* Bacaan Latihan
----
Ia penasaran bagaimana cara membuat kain tapis. Maka, saat ada tawaran mengikuti kegiatan ekstrakulikuler tapis, ia tak ragu untuk ikut bergabung. Selama sekitar empat bulan ikut kegiatan itu, Dian sudah belajar membuat berbagai motif tapis, seperti perahu, pucuk rebung, dan bunga.
Secara filosofi, perkembangan tapis dinamis sesuai dengan falsafah masyarakat adat Lampung, yaitu nemui nyimah, yang berarti murah hati atau terbuka kepada semua orang.
Bagi anak-anak sekolah dasar seusia Dian, belajar menapis butuh perjuangan. Selain melatih kesabaran dan ketelitian, anak-anak juga sesekali merasakan sakit ketika tertusuk jarum jahit saat asyik belajar menyulam tapis. “Tanganku pernah berdarah tertusuk jarum, tapi enggak mau berhenti belajar,” ucap Naila Raisa Mahera (9), siswi kelas III.
----
* Tugas Anda
Menurut teks tentang tapis, motif apa saja yang sudah dipelajari Dian? Gunakan hanya teks tentang tapis sebagai sumber.

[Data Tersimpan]
----
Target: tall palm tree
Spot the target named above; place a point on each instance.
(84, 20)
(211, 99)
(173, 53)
----
* Hasil Latihan
Perahu, pucuk rebung, dan bunga.